──────── Extract ────────
Leaving 2013 Behind
The management of oncology practices has always been complicated. Under the best of circumstances, managing the expectations of patients, staff, and owner-physicians is difficult. If you are lucky, you have been blessed with a strong team and a well-oiled machine. In addition, well-prepared practices have physician leaders and administration who value the strengths that each brings to the guidance and direction of the practice.
The reality is that there are so many elements coming to bear on oncology care delivery that are not under the control of the leadership team. As Ruth Linné Lander comments in her article, “Tension at the Top,” this is where the rubber hits the road—and the road got very bumpy in 2013.
The changes we saw this year are not going to slow. In fact, they are likely to escalate even more quickly over at least the next 5 years as we transition from a predominantly fee-for-service model in-to some form of performance or “value”-based model. Programs in pilot versions now across the country will provide direction, but none of these are likely to emerge as the “one” solution.
──────── Information supplied ────────
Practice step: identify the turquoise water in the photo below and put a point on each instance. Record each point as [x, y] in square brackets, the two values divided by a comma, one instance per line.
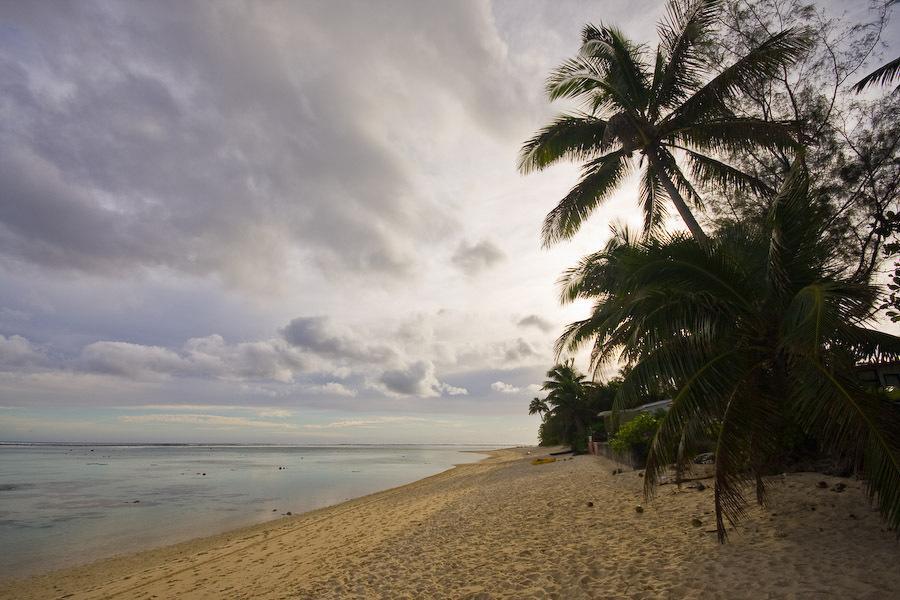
[66, 505]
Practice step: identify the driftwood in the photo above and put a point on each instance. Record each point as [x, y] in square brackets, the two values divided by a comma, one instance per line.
[687, 480]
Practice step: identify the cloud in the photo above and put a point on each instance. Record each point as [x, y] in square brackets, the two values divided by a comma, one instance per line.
[367, 422]
[226, 140]
[333, 388]
[519, 350]
[505, 388]
[210, 357]
[416, 379]
[452, 390]
[321, 336]
[205, 420]
[472, 259]
[508, 388]
[260, 411]
[18, 352]
[535, 321]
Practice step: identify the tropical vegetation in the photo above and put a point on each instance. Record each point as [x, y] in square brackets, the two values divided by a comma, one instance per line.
[756, 331]
[755, 326]
[656, 105]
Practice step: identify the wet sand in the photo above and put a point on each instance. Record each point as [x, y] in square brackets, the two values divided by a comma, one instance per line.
[504, 528]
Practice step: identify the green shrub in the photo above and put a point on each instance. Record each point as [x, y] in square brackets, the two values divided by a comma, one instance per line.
[634, 437]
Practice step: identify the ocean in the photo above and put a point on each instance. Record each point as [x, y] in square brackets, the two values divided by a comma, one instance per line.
[66, 505]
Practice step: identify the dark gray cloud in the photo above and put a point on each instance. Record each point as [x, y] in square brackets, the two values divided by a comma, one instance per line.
[230, 139]
[475, 258]
[321, 336]
[18, 352]
[209, 357]
[415, 379]
[535, 321]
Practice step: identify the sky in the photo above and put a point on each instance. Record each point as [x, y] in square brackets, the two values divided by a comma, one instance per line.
[283, 222]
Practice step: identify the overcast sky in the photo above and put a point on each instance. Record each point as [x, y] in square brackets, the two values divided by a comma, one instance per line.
[282, 221]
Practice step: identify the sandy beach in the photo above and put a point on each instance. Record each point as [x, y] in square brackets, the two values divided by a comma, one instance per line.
[504, 528]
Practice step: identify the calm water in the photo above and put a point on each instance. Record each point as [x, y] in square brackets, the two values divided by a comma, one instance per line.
[65, 505]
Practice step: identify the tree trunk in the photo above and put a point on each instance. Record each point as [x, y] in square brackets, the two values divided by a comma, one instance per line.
[677, 200]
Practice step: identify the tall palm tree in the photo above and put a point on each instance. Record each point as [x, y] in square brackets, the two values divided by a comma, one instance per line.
[756, 331]
[538, 407]
[657, 110]
[882, 75]
[567, 398]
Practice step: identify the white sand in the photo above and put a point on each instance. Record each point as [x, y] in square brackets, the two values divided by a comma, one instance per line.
[504, 528]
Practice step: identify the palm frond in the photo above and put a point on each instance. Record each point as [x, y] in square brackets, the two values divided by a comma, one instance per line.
[598, 180]
[711, 171]
[734, 134]
[626, 68]
[652, 205]
[683, 29]
[570, 136]
[760, 64]
[850, 420]
[880, 76]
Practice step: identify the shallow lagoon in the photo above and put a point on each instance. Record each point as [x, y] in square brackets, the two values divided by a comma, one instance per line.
[66, 505]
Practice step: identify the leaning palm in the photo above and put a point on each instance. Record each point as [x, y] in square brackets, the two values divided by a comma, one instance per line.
[538, 406]
[882, 75]
[567, 399]
[659, 110]
[756, 331]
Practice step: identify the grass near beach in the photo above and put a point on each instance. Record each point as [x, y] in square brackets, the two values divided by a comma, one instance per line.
[504, 528]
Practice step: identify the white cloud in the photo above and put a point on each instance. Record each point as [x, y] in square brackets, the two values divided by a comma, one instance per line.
[506, 388]
[205, 420]
[368, 422]
[333, 388]
[475, 258]
[18, 352]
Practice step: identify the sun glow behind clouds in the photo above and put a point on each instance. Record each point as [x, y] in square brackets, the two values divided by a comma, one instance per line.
[211, 230]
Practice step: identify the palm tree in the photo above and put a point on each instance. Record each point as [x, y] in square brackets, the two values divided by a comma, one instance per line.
[756, 331]
[567, 398]
[883, 74]
[658, 110]
[538, 407]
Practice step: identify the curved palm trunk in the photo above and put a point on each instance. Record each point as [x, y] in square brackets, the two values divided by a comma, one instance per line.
[680, 205]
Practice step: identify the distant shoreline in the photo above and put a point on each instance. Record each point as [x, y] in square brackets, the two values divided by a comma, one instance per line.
[249, 445]
[505, 528]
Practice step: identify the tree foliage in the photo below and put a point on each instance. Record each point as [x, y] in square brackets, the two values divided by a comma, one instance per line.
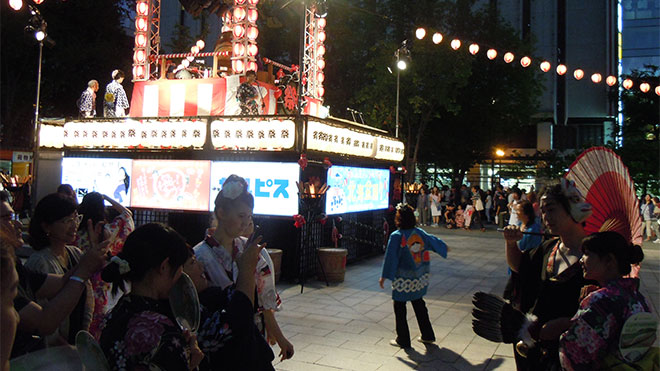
[90, 42]
[640, 149]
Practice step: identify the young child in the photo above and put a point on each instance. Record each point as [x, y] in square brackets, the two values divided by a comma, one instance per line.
[407, 266]
[218, 252]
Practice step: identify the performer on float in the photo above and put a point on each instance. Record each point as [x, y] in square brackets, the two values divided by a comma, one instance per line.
[87, 100]
[248, 95]
[116, 102]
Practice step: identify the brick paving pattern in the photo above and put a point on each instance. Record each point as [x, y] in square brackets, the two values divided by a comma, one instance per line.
[348, 326]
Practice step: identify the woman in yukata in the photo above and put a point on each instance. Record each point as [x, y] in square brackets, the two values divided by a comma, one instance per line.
[406, 264]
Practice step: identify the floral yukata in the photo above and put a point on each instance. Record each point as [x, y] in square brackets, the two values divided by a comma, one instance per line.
[118, 231]
[222, 270]
[596, 327]
[141, 333]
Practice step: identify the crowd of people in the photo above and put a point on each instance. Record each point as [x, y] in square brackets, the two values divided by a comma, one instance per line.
[92, 270]
[578, 291]
[467, 207]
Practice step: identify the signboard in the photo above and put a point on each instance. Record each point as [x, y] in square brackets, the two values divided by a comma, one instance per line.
[355, 189]
[171, 184]
[108, 176]
[273, 184]
[258, 135]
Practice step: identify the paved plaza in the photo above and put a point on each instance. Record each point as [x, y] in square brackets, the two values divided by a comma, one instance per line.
[348, 326]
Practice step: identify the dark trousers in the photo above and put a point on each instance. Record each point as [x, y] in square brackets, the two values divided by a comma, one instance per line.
[422, 315]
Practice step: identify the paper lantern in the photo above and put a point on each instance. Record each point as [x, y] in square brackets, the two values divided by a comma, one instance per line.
[141, 40]
[253, 15]
[545, 66]
[578, 74]
[627, 84]
[141, 24]
[252, 50]
[239, 14]
[142, 8]
[253, 33]
[16, 4]
[610, 80]
[140, 56]
[239, 50]
[239, 31]
[525, 61]
[238, 66]
[561, 69]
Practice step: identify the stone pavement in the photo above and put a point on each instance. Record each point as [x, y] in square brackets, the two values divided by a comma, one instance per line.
[348, 326]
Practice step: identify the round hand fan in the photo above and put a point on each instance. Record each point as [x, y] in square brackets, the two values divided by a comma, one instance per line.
────────
Tasks for this exercise -
(1) According to the "Leaving 2013 Behind" piece, what is the title of Ruth Linné Lander's article?
(2) Condense the paragraph of the "Leaving 2013 Behind" piece that begins "The changes we saw this year" into a short bulleted list.

List of solutions -
(1) "Tension at the Top."

(2)
- This year's changes will not slow and will likely escalate even faster over at least the next 5 years.
- This will happen as care moves from a mainly fee-for-service model to some form of performance- or "value"-based model.
- Pilot programs across the country will give direction, but none is likely to become the "one" solution.